- WORK REQUEST
Quote exactly, and only, the lines of the material below from the line with "the calf's hoof." through the line with "the white road".

********

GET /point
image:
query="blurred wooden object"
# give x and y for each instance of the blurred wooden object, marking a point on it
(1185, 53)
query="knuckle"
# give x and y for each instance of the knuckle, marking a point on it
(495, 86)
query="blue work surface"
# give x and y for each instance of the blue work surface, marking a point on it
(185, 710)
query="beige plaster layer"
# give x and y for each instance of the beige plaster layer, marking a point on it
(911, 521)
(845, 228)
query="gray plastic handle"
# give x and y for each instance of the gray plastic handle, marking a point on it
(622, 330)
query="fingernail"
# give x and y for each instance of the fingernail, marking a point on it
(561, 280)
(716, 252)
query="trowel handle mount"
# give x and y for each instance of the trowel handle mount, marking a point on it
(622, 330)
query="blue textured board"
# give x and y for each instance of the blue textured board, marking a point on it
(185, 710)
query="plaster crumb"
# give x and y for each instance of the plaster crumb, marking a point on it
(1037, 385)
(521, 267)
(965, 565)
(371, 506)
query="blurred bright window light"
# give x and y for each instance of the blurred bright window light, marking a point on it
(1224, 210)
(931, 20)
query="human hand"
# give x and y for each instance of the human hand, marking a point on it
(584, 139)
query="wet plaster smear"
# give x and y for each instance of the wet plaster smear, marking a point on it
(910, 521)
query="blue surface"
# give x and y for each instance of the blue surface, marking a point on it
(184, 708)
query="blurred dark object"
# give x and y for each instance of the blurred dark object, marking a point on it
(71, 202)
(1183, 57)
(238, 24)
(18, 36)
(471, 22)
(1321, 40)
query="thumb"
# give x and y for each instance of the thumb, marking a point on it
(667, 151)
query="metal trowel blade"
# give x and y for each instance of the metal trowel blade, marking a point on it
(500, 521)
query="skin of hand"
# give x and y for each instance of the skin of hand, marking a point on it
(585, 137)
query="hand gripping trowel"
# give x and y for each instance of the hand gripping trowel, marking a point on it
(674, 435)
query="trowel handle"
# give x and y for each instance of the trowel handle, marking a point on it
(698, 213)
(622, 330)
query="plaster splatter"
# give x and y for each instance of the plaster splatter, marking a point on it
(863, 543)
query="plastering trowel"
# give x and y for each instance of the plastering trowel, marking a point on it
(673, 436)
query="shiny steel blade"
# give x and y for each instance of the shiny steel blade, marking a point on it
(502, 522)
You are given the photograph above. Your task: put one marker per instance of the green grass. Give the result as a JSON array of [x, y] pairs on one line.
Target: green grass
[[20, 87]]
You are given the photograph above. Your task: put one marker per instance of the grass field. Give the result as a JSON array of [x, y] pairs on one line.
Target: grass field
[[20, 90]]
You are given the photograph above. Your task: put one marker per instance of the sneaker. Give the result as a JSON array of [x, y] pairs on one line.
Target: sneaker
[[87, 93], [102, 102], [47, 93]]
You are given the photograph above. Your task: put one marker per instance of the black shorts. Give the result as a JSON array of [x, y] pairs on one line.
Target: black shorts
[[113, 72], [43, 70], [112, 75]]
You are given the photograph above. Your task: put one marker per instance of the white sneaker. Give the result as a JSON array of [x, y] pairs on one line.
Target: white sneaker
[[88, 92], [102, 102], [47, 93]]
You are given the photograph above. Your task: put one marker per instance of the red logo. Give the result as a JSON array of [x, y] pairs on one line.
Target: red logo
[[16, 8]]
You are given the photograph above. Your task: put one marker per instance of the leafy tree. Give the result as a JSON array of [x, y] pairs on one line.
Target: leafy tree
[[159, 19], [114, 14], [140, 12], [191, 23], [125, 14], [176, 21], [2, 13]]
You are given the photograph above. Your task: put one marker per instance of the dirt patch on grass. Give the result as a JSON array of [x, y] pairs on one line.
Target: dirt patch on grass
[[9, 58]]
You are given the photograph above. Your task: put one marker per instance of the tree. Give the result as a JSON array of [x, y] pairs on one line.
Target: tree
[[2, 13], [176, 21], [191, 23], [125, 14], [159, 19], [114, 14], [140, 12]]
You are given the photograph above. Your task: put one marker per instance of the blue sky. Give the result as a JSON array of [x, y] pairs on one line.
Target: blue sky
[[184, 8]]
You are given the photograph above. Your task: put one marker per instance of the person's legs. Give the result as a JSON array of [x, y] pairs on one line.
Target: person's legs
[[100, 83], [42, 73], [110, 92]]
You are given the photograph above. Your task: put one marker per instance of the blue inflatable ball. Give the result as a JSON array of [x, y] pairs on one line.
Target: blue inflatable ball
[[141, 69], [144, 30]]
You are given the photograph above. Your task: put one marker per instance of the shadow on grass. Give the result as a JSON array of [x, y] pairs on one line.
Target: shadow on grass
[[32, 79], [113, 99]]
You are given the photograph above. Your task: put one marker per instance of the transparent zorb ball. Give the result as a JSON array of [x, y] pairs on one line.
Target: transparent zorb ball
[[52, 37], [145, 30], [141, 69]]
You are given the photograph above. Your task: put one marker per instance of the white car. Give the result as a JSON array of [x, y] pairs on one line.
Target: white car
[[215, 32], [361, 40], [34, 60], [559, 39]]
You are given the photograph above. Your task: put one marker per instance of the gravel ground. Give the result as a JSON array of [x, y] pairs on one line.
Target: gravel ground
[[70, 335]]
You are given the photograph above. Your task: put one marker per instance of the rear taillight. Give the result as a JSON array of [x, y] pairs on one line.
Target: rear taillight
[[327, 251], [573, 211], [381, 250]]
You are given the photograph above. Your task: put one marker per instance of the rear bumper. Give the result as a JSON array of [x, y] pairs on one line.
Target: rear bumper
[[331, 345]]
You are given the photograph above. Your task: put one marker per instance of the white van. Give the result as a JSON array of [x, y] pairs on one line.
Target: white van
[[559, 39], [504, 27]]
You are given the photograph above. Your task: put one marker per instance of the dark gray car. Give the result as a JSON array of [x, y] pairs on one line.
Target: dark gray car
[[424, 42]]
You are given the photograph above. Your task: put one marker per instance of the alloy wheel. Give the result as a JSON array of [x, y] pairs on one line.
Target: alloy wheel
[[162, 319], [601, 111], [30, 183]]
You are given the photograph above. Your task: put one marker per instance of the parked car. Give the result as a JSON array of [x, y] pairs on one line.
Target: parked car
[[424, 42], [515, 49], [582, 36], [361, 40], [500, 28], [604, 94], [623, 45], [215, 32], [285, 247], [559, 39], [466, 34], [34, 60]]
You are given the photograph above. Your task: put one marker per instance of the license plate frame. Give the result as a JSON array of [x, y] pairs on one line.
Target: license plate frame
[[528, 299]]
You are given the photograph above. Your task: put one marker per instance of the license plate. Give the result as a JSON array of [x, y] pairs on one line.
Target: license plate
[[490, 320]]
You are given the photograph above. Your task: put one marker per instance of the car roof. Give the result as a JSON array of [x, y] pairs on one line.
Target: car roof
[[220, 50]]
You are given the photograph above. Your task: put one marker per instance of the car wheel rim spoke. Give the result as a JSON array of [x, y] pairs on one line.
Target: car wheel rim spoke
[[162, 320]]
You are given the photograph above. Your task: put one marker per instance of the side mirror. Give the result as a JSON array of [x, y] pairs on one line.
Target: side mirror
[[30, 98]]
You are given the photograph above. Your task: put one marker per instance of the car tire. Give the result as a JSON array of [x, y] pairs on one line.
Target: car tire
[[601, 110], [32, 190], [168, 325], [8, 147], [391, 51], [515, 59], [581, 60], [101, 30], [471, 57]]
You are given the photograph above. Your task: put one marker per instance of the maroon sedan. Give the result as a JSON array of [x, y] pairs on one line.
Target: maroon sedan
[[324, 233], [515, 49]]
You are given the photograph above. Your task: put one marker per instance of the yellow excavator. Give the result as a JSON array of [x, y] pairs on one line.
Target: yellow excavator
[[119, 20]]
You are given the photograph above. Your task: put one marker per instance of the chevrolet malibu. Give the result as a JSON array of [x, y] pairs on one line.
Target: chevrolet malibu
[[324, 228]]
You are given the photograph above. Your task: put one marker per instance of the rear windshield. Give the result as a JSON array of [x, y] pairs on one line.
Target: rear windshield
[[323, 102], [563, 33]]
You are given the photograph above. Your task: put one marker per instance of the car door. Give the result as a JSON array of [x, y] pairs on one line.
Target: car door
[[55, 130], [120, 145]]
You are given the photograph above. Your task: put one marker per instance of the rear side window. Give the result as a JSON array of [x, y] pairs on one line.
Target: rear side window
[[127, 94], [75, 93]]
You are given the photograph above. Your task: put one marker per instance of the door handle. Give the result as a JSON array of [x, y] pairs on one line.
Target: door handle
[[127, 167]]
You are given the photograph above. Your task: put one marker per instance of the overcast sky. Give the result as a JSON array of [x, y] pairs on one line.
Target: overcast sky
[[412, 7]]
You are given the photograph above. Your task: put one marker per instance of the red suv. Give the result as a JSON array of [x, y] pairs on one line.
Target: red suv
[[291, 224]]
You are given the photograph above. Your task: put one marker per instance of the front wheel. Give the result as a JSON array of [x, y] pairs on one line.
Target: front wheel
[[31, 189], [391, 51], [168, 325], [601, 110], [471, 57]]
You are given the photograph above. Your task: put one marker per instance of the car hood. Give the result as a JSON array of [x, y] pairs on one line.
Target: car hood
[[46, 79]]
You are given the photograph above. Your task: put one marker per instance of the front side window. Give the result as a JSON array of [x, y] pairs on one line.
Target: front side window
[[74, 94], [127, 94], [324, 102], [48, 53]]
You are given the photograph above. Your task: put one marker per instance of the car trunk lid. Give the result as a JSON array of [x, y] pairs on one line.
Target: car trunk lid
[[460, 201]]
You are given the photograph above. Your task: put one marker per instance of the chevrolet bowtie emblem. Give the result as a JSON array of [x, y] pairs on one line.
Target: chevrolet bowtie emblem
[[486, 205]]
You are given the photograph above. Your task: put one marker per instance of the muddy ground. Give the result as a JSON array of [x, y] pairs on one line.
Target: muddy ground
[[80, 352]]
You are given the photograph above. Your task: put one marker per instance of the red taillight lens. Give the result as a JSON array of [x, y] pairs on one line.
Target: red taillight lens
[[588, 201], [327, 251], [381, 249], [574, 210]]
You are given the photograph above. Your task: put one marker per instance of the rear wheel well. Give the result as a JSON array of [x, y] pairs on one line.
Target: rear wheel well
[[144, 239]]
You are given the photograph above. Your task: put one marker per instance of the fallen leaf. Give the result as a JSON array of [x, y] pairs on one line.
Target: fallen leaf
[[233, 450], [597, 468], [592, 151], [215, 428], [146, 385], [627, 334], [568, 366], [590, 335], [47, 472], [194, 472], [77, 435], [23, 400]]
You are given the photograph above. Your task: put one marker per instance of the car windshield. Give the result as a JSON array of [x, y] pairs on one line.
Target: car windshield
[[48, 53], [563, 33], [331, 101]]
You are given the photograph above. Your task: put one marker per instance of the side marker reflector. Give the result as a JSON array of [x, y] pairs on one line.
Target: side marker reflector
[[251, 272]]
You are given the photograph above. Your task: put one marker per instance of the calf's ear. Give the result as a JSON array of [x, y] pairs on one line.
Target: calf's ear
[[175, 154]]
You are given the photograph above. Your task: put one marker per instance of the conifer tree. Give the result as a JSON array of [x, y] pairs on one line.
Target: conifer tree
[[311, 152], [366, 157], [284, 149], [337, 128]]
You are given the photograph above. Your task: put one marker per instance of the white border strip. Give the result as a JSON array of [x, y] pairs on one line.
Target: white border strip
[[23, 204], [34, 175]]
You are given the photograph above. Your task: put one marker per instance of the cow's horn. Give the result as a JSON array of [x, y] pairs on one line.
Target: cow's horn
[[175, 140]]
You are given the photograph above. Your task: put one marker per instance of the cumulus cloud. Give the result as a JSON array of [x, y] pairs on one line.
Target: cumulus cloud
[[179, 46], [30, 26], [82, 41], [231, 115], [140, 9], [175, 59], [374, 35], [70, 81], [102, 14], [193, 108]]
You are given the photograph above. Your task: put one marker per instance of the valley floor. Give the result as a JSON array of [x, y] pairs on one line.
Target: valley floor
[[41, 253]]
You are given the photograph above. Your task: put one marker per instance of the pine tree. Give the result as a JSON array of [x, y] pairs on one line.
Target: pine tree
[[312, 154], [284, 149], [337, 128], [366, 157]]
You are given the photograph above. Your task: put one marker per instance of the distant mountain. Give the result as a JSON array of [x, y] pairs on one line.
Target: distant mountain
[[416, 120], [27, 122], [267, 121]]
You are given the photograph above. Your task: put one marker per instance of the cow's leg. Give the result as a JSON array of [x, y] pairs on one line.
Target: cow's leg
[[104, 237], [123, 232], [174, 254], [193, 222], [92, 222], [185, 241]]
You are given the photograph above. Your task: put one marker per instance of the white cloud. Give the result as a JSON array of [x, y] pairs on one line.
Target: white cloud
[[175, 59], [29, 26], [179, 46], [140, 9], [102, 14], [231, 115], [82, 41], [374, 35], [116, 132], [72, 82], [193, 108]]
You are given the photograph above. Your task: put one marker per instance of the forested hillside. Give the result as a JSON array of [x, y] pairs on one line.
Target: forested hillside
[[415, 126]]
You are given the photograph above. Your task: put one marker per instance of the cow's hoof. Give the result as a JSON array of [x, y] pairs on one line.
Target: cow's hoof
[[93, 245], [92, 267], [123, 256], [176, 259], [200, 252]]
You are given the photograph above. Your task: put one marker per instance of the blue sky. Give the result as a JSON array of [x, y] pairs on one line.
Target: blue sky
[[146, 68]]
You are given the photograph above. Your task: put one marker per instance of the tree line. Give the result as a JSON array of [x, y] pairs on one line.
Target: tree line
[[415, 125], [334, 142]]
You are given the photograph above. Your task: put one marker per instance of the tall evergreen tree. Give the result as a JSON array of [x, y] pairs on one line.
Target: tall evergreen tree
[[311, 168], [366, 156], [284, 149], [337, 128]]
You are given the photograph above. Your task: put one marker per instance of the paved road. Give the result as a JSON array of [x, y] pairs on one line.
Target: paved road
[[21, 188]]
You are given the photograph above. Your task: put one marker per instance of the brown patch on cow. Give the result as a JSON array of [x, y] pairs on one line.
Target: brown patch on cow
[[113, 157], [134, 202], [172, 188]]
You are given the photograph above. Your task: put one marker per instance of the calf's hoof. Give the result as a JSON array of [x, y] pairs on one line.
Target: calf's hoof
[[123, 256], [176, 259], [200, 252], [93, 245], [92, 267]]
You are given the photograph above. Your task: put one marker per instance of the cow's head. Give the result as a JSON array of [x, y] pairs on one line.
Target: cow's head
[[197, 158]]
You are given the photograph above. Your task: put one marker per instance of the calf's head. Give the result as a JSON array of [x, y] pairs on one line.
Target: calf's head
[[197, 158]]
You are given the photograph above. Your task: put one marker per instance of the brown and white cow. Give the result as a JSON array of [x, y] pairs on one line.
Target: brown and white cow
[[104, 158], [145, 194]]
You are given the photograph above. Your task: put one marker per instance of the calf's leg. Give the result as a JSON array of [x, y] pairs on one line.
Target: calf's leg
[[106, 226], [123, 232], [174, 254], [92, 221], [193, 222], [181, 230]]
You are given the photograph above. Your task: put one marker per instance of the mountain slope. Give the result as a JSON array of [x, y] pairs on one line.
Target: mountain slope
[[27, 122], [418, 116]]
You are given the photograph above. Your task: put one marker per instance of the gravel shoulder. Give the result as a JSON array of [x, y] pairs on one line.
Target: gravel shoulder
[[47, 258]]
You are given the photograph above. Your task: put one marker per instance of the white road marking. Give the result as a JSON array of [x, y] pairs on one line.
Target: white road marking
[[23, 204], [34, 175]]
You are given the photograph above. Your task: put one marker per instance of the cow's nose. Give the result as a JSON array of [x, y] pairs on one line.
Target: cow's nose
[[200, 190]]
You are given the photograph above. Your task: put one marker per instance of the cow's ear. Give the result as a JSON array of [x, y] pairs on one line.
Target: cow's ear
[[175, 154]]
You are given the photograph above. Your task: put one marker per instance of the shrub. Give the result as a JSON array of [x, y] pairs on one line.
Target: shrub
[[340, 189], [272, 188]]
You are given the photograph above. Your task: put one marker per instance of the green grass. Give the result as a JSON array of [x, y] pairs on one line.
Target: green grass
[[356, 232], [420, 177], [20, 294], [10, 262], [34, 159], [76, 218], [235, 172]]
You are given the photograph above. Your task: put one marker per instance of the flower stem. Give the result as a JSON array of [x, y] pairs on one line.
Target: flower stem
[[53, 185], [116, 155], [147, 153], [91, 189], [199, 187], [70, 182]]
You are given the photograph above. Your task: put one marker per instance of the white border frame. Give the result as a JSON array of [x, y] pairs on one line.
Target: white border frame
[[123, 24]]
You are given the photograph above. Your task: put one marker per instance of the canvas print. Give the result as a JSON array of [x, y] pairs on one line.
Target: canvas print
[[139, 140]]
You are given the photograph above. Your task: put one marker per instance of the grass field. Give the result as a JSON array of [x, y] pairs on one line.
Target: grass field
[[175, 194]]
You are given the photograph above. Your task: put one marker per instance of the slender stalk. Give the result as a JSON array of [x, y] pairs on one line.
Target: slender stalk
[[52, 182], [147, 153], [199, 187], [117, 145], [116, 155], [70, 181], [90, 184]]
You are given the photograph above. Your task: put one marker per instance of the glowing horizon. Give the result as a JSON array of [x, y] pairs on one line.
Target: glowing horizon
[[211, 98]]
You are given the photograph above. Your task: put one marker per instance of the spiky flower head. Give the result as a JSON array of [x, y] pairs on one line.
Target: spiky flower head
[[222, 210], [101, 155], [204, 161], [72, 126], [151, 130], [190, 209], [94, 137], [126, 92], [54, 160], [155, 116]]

********

- YOUR SOLUTION
You are given the photograph above. Your task: put one marker per instance of the calf's hoof. Give the result as a JSON array of [x, y] pairs on one line.
Target: calf's hoof
[[123, 256], [176, 259], [200, 252], [93, 245], [92, 267]]
You are given the photograph above. Your task: put one marker per instance of the cow's head. Give the result as a JSON array of [x, y] pairs on one line.
Target: cow's head
[[197, 158]]
You are given the photograph above. Your task: put one marker per instance of the calf's head. Give the result as a JSON array of [x, y] pairs on one line.
Target: calf's head
[[197, 158]]
You are given the photograph above. Your task: put one marker per instance of the brown and white cow. Give the result as a JSON array of [x, y] pairs on one line.
Target: brown and white cow
[[104, 158], [145, 194]]
You are given the photograph above. Your task: put one marker per instance of the calf's leg. Give the result as a JSON array of [x, y] pairs on one line.
Target: calf's leg
[[106, 226], [123, 232], [174, 254], [92, 221], [193, 222], [181, 230]]
You are given the photograph above. Your task: put one marker per instance of the mountain slope. Give the result as a JSON array of [x, y] pairs on one line.
Target: mountain slope
[[27, 122], [418, 116]]
You are given the photograph above. Your task: put one marker per instance of the gravel shoulder. Give the result as a JSON array of [x, y] pairs on one line.
Target: gravel shoulder
[[47, 258]]
You are given the photograph above. Your task: put one marker per instance of the white road marking. Give the result as a JSON array of [x, y] pairs on one line.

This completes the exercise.